[Records from a dataset]
= = = =

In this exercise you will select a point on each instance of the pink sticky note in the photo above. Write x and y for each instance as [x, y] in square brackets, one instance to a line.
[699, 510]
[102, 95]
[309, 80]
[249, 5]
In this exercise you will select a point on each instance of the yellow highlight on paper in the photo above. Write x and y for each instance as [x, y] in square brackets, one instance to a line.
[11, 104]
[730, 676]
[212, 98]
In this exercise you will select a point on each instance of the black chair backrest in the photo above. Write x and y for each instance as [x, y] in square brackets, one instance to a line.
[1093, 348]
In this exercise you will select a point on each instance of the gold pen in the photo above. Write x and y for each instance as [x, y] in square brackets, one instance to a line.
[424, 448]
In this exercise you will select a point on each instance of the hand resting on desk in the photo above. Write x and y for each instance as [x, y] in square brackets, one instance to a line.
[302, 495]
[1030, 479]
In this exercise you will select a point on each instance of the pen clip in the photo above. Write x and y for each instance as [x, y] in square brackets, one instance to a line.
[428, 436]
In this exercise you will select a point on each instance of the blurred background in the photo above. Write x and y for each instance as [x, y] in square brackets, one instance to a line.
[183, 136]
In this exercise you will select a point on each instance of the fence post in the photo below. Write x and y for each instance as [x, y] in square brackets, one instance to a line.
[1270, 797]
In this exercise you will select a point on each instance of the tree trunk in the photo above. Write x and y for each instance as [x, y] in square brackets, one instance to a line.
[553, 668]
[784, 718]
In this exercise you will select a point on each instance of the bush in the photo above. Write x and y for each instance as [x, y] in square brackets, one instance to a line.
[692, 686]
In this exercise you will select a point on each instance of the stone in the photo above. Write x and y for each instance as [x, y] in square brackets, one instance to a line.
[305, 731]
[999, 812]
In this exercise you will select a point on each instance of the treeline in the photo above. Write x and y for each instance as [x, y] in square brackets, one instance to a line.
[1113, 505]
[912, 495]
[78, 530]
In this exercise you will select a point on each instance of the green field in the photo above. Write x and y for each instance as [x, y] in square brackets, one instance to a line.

= = = =

## [Requirement]
With the line containing "of the bush" as the first and the final line of the entries above as the last, write out that span exactly and nothing more.

## [Expected answer]
In this exercise you will select a point on each instance of the bush in the photo above. Write x and y for each instance as [x, y] in square brackets, one instance to a line.
[692, 686]
In this exercise you will select a point on each instance of the stone in the photo above. Write x and y for each instance as [x, y] in square brackets, one instance to a line.
[305, 731]
[999, 812]
In this exercise you will select a point on each instance of the treeline in the photo above. Write x and y for each instance as [x, y] in square brackets, one instance to a line.
[1113, 505]
[912, 495]
[78, 530]
In this exercise you will select a point on each instance of the green field in the photo above. Write x and y for each instance as [x, y] in square brackets, one instance to a line.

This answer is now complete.